▶ **Task to carry out**
Reproduce the listing below word for word, starting at its very first line and ending at the line that contains "x=105, y=219", with both of those lines included.

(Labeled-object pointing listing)
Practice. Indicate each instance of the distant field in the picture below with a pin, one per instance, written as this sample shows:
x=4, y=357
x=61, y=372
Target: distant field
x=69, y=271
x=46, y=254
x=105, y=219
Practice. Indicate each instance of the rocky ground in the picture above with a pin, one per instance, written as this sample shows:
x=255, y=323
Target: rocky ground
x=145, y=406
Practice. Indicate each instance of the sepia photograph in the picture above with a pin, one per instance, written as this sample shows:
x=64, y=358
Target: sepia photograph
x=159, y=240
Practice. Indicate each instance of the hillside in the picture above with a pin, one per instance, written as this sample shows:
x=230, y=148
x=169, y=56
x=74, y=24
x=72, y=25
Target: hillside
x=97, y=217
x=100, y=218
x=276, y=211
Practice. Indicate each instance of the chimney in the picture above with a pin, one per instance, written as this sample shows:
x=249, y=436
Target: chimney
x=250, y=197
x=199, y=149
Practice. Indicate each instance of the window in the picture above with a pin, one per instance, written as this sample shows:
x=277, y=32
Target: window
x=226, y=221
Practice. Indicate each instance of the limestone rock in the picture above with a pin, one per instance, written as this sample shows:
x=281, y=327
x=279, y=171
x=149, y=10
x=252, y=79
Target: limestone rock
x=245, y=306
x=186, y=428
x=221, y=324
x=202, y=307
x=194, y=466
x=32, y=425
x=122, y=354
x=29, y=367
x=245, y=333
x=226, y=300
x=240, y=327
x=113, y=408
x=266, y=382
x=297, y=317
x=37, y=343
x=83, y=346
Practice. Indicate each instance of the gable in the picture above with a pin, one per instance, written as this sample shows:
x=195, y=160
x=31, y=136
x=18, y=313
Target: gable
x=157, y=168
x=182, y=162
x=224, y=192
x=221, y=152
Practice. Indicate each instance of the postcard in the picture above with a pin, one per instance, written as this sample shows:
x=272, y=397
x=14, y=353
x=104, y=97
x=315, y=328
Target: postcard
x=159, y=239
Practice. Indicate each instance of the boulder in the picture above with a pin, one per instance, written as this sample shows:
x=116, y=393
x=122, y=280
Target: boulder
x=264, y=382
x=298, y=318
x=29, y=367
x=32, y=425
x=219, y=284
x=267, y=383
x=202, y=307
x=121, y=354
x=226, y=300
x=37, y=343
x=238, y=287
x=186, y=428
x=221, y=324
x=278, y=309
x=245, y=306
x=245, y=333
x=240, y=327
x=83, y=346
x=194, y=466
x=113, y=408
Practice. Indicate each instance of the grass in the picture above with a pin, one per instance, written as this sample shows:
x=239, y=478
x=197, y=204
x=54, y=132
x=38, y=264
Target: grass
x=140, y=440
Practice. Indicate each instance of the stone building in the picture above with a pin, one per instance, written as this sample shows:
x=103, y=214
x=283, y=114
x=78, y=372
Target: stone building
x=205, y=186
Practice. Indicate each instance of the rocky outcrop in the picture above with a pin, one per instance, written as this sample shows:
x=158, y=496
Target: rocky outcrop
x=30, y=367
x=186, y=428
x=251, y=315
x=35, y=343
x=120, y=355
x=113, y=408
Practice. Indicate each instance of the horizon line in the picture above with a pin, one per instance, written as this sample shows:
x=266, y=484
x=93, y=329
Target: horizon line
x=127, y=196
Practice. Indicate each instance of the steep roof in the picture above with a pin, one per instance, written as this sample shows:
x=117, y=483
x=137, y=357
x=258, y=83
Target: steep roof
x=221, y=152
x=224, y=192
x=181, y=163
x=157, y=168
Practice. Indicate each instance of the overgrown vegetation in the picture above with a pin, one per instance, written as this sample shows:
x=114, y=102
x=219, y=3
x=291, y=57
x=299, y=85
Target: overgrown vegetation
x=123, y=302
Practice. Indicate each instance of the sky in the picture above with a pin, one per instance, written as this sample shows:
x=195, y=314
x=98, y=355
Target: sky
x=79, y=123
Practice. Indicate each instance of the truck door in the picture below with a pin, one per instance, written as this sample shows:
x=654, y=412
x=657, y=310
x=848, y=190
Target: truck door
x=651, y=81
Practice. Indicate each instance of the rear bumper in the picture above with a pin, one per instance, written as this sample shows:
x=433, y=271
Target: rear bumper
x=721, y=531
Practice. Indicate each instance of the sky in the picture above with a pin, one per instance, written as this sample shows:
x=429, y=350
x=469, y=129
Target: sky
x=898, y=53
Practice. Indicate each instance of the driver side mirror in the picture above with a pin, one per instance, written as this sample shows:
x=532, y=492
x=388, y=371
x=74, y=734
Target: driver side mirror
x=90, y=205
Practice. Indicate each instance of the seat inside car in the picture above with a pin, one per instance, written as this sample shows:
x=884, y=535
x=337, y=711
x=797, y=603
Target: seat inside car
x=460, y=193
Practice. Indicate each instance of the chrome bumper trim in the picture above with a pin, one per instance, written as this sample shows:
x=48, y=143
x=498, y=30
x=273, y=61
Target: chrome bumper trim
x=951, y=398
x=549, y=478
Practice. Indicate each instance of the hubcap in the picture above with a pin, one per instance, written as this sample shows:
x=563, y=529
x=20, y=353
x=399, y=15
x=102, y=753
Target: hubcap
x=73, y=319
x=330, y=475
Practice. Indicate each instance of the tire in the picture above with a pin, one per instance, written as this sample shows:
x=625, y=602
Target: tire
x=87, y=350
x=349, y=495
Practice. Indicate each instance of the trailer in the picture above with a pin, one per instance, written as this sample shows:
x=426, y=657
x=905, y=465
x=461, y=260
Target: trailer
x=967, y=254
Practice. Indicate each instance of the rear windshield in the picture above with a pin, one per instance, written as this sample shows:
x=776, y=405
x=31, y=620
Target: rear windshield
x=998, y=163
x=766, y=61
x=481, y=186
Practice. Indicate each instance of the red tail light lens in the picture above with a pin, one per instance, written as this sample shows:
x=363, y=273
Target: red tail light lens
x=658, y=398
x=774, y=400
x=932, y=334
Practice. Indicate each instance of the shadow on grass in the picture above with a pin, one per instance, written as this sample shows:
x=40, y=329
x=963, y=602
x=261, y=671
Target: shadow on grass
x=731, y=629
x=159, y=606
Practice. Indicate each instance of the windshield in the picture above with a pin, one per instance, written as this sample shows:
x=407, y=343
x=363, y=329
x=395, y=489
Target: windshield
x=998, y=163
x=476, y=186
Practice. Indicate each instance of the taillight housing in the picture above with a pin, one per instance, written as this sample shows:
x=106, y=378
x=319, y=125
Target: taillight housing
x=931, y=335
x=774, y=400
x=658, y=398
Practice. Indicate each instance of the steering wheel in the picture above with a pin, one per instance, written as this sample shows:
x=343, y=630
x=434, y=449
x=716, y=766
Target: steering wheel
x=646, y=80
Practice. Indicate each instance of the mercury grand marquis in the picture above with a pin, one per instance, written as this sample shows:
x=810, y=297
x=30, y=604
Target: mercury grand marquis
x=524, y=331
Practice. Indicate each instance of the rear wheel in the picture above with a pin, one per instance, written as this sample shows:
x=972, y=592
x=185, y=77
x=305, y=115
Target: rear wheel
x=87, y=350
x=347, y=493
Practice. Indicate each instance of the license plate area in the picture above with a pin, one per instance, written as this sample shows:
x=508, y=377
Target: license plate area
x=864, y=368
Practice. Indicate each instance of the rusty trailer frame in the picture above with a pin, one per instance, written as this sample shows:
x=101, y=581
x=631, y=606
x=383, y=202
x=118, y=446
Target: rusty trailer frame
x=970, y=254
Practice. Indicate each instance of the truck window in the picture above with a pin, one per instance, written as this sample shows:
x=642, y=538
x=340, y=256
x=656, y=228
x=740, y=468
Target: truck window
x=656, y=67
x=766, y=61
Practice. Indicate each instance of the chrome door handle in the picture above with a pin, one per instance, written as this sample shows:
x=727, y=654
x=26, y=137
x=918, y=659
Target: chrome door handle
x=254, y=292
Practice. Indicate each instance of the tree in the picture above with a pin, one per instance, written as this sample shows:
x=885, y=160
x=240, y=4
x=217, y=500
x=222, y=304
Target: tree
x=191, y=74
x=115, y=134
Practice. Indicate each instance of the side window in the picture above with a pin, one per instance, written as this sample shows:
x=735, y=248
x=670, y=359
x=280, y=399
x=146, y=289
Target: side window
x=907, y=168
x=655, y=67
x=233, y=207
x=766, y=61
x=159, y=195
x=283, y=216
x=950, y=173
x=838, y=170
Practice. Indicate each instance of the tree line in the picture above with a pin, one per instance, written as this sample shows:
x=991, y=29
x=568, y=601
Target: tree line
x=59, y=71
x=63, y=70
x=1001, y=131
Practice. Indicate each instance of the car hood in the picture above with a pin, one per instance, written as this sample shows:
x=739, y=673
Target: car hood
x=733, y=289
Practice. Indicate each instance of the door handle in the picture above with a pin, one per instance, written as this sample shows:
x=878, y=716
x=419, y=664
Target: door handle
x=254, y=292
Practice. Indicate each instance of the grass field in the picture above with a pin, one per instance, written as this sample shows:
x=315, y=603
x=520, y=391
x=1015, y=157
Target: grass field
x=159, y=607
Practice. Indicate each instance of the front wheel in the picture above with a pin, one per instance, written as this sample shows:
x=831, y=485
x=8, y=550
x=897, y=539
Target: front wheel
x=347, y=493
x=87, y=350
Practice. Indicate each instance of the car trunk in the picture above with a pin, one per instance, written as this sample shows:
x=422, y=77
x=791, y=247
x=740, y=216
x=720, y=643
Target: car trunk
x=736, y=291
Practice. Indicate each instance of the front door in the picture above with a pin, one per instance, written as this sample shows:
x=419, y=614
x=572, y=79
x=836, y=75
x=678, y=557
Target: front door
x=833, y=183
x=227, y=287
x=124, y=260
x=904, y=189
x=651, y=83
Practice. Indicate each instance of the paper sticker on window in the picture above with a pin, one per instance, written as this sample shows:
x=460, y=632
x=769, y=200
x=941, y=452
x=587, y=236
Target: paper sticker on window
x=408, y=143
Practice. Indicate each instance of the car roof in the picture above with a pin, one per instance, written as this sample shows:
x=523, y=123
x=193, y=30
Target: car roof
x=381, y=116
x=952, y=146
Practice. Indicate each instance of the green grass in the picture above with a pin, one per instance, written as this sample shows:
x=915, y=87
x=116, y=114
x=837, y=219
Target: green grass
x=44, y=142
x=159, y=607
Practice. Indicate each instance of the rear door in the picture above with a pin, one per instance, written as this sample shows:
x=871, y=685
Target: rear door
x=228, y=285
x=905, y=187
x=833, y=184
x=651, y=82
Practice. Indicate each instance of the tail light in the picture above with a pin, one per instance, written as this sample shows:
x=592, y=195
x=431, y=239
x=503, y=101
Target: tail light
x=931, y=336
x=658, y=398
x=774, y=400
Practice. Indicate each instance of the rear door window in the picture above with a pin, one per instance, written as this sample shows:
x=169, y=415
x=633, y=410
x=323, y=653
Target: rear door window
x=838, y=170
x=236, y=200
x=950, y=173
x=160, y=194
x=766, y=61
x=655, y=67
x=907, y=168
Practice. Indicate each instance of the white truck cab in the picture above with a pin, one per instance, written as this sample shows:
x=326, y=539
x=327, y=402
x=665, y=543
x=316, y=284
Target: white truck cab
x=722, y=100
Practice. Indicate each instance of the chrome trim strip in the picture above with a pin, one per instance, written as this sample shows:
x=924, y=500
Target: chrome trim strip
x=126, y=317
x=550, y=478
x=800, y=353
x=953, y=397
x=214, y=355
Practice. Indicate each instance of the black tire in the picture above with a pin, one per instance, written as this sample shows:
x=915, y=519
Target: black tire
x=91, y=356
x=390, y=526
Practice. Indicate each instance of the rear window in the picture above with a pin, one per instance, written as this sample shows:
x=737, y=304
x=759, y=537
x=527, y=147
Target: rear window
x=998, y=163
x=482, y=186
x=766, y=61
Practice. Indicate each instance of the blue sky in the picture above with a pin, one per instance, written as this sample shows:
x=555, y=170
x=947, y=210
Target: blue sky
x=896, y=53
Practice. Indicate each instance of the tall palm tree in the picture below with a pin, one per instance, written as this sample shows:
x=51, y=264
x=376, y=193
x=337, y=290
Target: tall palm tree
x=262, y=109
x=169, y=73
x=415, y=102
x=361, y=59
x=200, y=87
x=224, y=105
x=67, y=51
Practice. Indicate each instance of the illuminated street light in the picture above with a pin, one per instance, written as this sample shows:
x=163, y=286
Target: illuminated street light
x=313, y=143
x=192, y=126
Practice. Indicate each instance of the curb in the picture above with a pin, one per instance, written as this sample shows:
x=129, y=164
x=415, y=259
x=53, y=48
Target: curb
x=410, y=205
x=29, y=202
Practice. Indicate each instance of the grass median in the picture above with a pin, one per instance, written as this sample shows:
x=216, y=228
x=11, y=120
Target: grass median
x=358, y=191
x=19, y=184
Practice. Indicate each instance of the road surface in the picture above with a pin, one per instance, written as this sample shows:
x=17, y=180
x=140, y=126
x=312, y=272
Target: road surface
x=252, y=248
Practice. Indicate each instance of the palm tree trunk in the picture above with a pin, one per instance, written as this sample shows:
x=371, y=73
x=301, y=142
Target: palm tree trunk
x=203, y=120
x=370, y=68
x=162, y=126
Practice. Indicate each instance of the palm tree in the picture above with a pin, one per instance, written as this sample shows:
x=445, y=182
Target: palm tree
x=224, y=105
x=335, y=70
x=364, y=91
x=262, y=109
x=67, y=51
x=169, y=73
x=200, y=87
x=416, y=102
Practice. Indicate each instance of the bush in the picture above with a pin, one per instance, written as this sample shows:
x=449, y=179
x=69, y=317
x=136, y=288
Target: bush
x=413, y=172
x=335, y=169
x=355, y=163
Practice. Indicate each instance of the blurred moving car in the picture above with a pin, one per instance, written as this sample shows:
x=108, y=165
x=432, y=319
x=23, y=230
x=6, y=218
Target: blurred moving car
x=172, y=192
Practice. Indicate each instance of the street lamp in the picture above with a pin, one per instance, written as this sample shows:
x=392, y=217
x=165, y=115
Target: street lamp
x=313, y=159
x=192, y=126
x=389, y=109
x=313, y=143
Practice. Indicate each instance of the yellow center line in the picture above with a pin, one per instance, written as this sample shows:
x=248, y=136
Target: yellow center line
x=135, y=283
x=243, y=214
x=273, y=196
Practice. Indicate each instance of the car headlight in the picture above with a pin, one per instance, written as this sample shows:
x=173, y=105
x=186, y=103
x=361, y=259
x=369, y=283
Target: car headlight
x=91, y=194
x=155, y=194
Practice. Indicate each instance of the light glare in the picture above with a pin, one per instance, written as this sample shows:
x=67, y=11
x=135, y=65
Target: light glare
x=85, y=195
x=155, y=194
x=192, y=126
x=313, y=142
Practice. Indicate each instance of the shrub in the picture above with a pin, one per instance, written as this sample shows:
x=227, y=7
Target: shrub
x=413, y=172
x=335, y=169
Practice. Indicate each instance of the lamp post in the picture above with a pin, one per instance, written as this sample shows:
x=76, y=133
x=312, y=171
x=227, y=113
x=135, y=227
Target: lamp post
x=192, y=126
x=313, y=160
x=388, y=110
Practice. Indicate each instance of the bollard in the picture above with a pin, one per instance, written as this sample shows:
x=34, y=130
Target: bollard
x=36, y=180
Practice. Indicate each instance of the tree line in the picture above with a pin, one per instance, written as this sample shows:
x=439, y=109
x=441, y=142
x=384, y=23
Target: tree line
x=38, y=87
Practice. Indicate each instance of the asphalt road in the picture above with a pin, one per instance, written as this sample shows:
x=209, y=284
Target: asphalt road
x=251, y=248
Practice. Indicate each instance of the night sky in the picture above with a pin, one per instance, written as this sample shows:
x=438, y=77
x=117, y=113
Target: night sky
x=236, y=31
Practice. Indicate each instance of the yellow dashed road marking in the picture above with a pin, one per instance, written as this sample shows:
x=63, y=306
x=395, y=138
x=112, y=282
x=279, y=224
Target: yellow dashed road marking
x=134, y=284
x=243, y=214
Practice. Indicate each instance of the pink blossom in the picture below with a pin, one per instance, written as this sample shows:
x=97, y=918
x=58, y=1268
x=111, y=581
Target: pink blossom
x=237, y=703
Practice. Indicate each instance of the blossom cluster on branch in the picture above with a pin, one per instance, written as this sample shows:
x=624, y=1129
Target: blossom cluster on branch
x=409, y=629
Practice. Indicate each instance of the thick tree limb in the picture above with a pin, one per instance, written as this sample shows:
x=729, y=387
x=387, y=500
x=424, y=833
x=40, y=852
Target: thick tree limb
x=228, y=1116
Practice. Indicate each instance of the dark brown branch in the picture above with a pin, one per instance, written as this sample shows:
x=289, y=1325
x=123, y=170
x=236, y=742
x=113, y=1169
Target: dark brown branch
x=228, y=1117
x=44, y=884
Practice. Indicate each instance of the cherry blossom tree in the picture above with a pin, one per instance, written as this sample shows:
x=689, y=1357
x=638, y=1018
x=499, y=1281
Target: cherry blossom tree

▶ **Exercise answer**
Practice. Indicate each instance of the distant field in the picture below with a pin, one per instance, written as this sample shows:
x=4, y=357
x=61, y=372
Target: distant field
x=69, y=271
x=46, y=254
x=105, y=219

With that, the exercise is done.